DATASET RECORDS: Begin

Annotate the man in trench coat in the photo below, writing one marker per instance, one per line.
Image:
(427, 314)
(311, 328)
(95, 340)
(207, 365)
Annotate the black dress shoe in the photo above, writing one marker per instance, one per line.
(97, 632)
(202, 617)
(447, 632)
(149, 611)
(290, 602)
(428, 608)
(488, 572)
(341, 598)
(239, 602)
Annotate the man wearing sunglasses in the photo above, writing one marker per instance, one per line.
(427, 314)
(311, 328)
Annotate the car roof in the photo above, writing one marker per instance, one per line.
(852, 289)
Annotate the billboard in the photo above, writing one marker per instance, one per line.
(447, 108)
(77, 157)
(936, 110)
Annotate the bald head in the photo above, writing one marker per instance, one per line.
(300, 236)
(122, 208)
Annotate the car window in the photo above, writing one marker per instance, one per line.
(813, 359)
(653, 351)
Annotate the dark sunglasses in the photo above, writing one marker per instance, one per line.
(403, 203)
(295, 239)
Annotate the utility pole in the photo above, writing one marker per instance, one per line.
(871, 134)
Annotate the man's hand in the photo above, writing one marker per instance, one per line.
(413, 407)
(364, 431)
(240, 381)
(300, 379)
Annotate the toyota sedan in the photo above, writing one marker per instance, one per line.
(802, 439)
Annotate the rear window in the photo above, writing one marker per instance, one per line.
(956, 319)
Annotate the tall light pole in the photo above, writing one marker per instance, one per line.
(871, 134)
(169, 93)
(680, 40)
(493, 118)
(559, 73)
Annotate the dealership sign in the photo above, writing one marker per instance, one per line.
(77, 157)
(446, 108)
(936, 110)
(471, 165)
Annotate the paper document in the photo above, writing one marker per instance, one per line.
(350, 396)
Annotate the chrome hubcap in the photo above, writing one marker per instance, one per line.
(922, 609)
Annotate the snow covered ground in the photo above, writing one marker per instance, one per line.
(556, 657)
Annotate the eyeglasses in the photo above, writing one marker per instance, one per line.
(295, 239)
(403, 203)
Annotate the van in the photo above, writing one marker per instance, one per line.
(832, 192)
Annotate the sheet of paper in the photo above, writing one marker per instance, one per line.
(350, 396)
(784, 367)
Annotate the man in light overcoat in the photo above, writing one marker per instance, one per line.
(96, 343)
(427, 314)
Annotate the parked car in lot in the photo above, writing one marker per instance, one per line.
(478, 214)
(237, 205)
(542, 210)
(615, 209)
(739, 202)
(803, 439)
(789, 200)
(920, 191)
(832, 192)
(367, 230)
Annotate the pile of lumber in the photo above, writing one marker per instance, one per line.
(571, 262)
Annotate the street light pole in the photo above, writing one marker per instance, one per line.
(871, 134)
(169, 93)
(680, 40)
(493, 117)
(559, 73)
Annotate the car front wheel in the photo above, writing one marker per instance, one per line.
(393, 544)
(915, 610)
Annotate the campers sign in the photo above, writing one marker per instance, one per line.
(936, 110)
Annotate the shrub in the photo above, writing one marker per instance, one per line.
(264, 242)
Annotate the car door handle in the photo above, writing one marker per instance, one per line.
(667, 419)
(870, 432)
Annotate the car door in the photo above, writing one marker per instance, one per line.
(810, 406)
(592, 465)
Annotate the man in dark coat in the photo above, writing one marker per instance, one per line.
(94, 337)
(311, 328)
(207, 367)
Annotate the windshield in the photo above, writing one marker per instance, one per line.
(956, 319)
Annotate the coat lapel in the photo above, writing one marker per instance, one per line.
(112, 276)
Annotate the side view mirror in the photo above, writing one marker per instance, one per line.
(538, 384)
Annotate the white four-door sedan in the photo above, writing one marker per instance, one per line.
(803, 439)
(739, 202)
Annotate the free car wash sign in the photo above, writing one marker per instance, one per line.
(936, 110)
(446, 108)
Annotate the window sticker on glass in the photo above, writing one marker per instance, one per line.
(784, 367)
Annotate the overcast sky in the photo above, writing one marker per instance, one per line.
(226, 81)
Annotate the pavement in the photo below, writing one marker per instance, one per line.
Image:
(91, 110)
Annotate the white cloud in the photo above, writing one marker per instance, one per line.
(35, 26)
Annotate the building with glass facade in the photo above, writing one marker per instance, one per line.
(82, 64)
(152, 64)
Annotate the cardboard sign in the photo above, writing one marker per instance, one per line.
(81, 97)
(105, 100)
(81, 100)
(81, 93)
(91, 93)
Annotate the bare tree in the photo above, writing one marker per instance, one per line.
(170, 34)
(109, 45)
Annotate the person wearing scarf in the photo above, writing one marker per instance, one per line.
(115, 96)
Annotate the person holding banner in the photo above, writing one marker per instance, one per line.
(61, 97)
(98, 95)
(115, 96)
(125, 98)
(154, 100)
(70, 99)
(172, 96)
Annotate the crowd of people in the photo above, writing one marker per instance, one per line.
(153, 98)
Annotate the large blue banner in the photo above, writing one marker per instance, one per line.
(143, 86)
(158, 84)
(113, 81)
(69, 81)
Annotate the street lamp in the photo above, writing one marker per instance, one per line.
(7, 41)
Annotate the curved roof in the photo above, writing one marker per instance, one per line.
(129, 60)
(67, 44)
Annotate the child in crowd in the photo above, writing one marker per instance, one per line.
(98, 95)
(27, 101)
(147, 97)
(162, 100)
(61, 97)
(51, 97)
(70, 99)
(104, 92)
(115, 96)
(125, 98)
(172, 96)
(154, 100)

DATASET RECORDS: End

- [WHAT YOU WILL DO]: Scan the material above. Return every line containing the string "below".

- [RESPONSE]:
Annotate the man in trench coat in the photo below, writing one marker per instance, one per line.
Annotate the pavement in the photo below, writing one marker per instance, one per line.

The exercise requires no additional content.